## WHAT NEEDS TO BE DONE
Present every line of the material below as a Markdown table with the columns Number and Line, numbering the rows and skipping blank lines.

## INPUT DATA
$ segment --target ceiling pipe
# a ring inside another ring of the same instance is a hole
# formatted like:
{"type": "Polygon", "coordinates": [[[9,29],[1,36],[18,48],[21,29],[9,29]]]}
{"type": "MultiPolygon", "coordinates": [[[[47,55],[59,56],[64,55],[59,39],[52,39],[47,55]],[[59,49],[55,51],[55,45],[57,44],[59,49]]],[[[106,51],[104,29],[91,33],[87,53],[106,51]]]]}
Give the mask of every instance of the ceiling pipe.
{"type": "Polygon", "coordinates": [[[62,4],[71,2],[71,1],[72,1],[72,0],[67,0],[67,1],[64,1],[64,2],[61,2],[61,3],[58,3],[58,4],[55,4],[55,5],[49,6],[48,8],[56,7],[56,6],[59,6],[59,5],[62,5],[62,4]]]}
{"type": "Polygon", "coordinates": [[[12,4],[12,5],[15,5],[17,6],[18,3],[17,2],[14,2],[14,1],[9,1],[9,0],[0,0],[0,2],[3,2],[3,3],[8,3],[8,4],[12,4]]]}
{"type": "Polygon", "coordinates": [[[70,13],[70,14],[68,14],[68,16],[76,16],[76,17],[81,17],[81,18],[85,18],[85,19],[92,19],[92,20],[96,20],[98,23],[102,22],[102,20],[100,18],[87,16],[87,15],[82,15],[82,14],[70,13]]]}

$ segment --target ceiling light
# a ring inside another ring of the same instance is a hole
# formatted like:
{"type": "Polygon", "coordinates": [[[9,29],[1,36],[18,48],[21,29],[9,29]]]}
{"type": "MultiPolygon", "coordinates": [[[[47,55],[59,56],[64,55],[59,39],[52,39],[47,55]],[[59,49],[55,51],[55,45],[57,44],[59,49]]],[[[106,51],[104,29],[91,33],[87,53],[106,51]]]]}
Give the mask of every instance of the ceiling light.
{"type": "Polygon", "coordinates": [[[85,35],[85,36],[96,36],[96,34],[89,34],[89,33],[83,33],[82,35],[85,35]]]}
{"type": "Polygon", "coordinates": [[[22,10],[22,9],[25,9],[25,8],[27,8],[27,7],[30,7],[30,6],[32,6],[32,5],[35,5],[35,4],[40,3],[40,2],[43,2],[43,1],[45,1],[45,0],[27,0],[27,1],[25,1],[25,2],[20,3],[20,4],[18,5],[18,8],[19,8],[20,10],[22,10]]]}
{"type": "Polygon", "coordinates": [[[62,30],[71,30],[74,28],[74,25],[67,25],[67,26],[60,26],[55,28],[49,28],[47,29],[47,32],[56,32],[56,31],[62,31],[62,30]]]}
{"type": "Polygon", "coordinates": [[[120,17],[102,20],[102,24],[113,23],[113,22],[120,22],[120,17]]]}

## RESPONSE BELOW
| Number | Line |
|---|---|
| 1 | $ segment --target ceiling pipe |
| 2 | # a ring inside another ring of the same instance is a hole |
| 3 | # formatted like: |
| 4 | {"type": "Polygon", "coordinates": [[[9,29],[1,36],[18,48],[21,29],[9,29]]]} |
| 5 | {"type": "MultiPolygon", "coordinates": [[[[47,55],[59,56],[64,55],[59,39],[52,39],[47,55]],[[59,49],[55,51],[55,45],[57,44],[59,49]]],[[[106,51],[104,29],[91,33],[87,53],[106,51]]]]} |
| 6 | Give the mask of every instance of the ceiling pipe. |
| 7 | {"type": "Polygon", "coordinates": [[[62,4],[71,2],[71,1],[72,1],[72,0],[67,0],[67,1],[64,1],[64,2],[61,2],[61,3],[58,3],[58,4],[55,4],[55,5],[49,6],[48,8],[56,7],[56,6],[59,6],[59,5],[62,5],[62,4]]]} |
| 8 | {"type": "Polygon", "coordinates": [[[12,4],[12,5],[15,5],[17,6],[18,3],[17,2],[14,2],[14,1],[9,1],[9,0],[0,0],[0,2],[3,2],[3,3],[8,3],[8,4],[12,4]]]} |
| 9 | {"type": "Polygon", "coordinates": [[[70,13],[70,14],[68,14],[68,16],[76,16],[76,17],[81,17],[81,18],[85,18],[85,19],[92,19],[92,20],[96,20],[98,23],[102,22],[102,20],[100,18],[87,16],[87,15],[82,15],[82,14],[70,13]]]} |
| 10 | $ segment --target ceiling light |
| 11 | # a ring inside another ring of the same instance is a hole |
| 12 | # formatted like: |
| 13 | {"type": "Polygon", "coordinates": [[[9,29],[1,36],[18,48],[21,29],[9,29]]]} |
| 14 | {"type": "MultiPolygon", "coordinates": [[[[47,55],[59,56],[64,55],[59,39],[52,39],[47,55]],[[59,49],[55,51],[55,45],[57,44],[59,49]]],[[[106,51],[104,29],[91,33],[87,53],[106,51]]]]} |
| 15 | Give the mask of every instance of the ceiling light. |
| 16 | {"type": "Polygon", "coordinates": [[[85,35],[85,36],[96,36],[96,34],[89,34],[89,33],[83,33],[82,35],[85,35]]]} |
| 17 | {"type": "Polygon", "coordinates": [[[22,10],[22,9],[25,9],[25,8],[27,8],[27,7],[30,7],[30,6],[32,6],[32,5],[35,5],[35,4],[40,3],[40,2],[43,2],[43,1],[45,1],[45,0],[27,0],[27,1],[25,1],[25,2],[20,3],[20,4],[18,5],[18,8],[19,8],[20,10],[22,10]]]} |
| 18 | {"type": "Polygon", "coordinates": [[[62,30],[71,30],[74,28],[74,25],[67,25],[67,26],[60,26],[55,28],[49,28],[47,29],[47,32],[56,32],[56,31],[62,31],[62,30]]]} |
| 19 | {"type": "Polygon", "coordinates": [[[120,17],[102,20],[102,24],[113,23],[113,22],[120,22],[120,17]]]} |